Friday, October 4, 2019

Coincidence -- God's Incidence

      My wonderful Physical Therapist, Dr. Pilakel, loves to say, "It's not coincidence, it's God's Incidence!" My favorite Psalm, Psalm 139, Verse 16b (CSB) puts it this way: "all my days were written in Your book and planned [italics mine] before a single one of them began."   Let me tell you about one of my most amazing experiences of God's incidence.

      Most of my adult life I have struggled with a burden of guilt for my past mistakes, knowing in my head that I have been forgiven by the accepting the gift of Jesus' precious blood sacrifice, yet having trouble forgiving myself. In January of the year I turned 70, I decided to focus my daily prayer and Bible study on accepting this forgiveness, starting each day by repeating a portion of Isaiah 61:10, which says, "I rejoice greatly in the Lord, I exult in my God; for He has clothed me with the garments of salvation and wrapped me in a robe of righteousness, ...." I shared my special verse with no one, not even Bill, but I could slowly feel the assurance making that "longest journey" from my head to my heart as my birthday neared.

      That day in June, my loved ones gathered around me at the lake, as we enjoyed sharing a casual meal and most of all each other's company. I confess, there's enough child in me still that I eagerly anticipated opening presents, even though Heaven knows I didn't need anything beyond the sweet fellowship. Of course, my grandkids handed me their package first, and I could hardly speak when I pulled out the most beautiful, soft peach shawl, similar to one I had admired on my sweet (and thoughtful) daughter-in-law. But that was only the beginning.

• EXTRACTED ENTRIES:
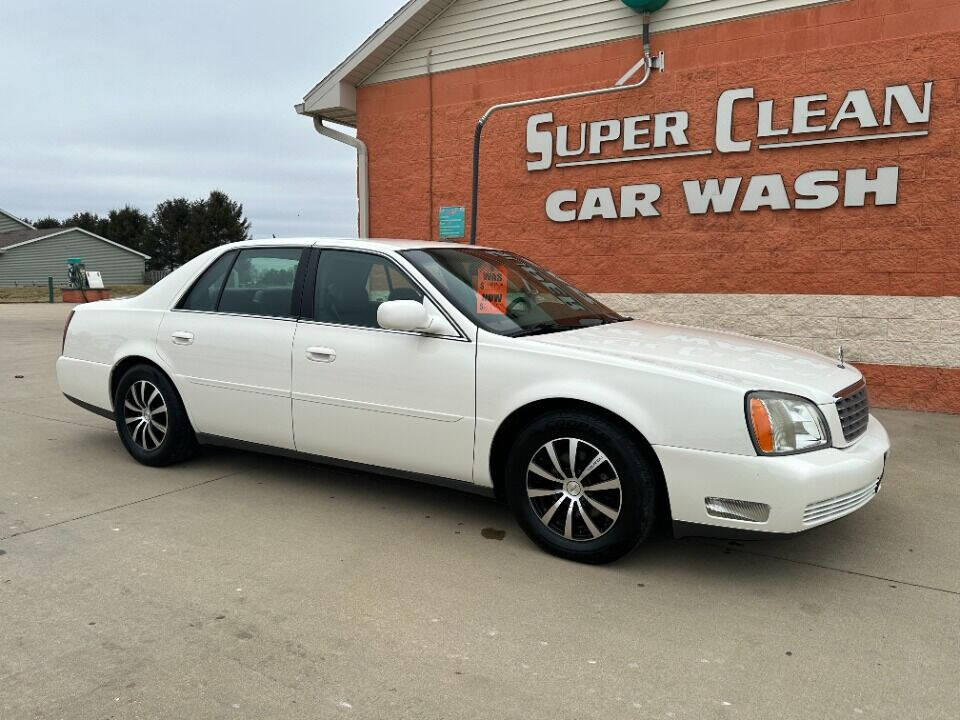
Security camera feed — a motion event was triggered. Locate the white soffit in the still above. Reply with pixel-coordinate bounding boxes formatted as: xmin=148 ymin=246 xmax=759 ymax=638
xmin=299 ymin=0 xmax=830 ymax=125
...
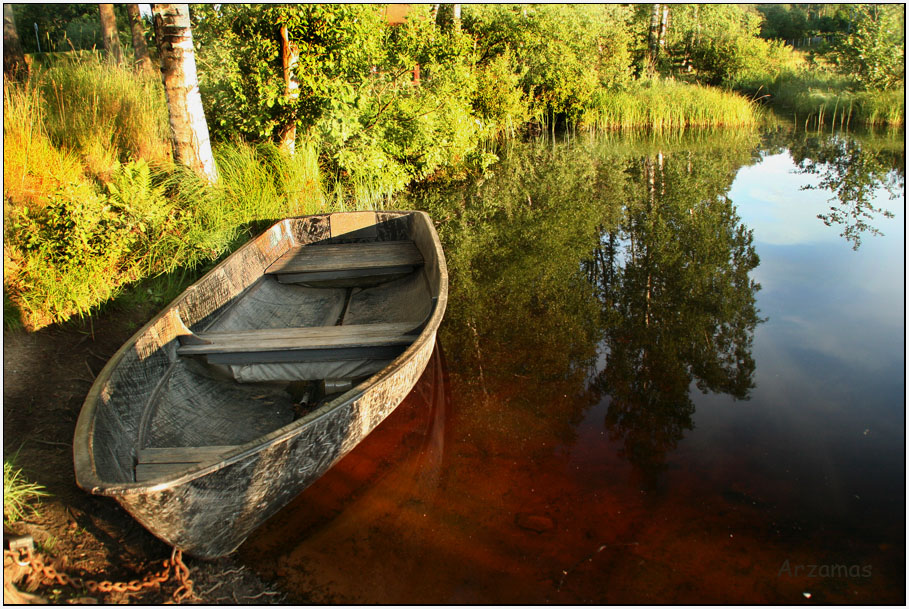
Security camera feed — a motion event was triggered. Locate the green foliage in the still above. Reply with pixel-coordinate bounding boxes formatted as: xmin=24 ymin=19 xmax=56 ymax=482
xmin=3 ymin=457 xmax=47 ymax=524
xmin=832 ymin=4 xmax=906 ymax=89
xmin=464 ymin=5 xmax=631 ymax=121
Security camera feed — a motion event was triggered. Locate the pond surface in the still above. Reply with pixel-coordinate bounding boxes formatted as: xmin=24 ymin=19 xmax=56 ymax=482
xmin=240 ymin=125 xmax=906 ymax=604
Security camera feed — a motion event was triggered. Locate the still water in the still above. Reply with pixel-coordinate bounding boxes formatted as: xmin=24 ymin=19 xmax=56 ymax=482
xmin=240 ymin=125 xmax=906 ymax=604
==
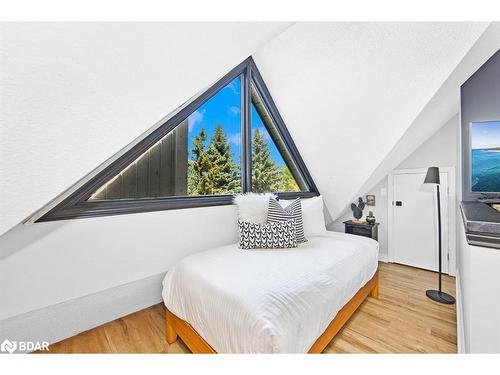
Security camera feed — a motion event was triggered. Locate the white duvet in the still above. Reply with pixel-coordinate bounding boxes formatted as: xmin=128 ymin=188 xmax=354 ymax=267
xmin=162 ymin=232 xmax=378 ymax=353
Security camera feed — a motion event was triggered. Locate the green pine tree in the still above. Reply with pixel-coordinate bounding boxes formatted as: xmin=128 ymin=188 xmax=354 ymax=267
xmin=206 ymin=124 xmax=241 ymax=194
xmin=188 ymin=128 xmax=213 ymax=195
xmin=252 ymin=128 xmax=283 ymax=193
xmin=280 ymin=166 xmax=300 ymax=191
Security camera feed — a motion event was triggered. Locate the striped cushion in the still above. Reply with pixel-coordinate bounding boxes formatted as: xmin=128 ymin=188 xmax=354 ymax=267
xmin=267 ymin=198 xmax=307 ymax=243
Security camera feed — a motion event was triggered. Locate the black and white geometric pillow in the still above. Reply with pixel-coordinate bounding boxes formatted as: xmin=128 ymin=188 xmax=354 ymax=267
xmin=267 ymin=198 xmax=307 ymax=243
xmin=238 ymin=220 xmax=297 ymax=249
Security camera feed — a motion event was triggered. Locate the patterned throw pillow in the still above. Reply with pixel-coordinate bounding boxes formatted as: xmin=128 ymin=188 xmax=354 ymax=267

• TASK 1: Reproduce the part of the blog post starting at "That day in" and ending at "only the beginning.".
• TASK 2:
Answer these questions from the blog post:
(a) Which Psalm and verse does the writer call a favorite?
(b) Which Bible verse did the writer repeat at the start of each day?
(c) What color was the shawl in the grandkids' package?
• TASK 3: Go on with the blog post from where it stops.

• ANSWER BOX 1:
That day in June, my loved ones gathered around me at the lake, as we enjoyed sharing a casual meal and most of all each other's company. I confess, there's enough child in me still that I eagerly anticipated opening presents, even though Heaven knows I didn't need anything beyond the sweet fellowship. Of course, my grandkids handed me their package first, and I could hardly speak when I pulled out the most beautiful, soft peach shawl, similar to one I had admired on my sweet (and thoughtful) daughter-in-law. But that was only the beginning.

• ANSWER BOX 2:
(a) Psalm 139, Verse 16b
(b) A portion of Isaiah 61:10
(c) Peach

• ANSWER BOX 3:
      Next came a bag from my "sister-friend" Linda, who is truly more sister than friend. I reached into the perfectly-stuffed tissue paper to pull out a gossamer wrap displaying a lovely blue butterfly all across the back. My mouth fell open and I sputtered some sort of "ooooh" or "aaaaah" and just shook my head. 

      Finally my "sister-cousin" Margie, who is truly like the other half of me, made me close my eyes and stretch out on the couch. I was curious, but complied, like a 70-year-old  "good little girl." I began to feel her tucking something cuddly around my legs, and I couldn't wait any longer to open my eyes. I gasped, and the tears came, when I saw an amazing "mermaid tail" coverlet, lovingly crocheted in my favorite aquamarine colors! 

      I can't even remember (I hope so!) if I shared with the group then the verse I had been setting my heart on for the previous six months, but I could hardly sleep that night for marveling at God's grace in sending me such tangible affirmations of His "garments of salvation and ... robe of righteousness." And six months later, at Christmastime, just in case I had forgotten, back at the lake house I gleefully opened an unexpected gift from my niece in California, and -- of course you guessed it -- it contained an exquisite hand-knitted shawl to warm me through the winter months! 

      My friend, I tell you this: I am NOT special, that is any more than each one of you reading this. God loves YOU this much! Remember Luke 12:7 (NIV): "Indeed, the very hairs of your head are all numbered. Don't be afraid; you are worth more than many sparrows."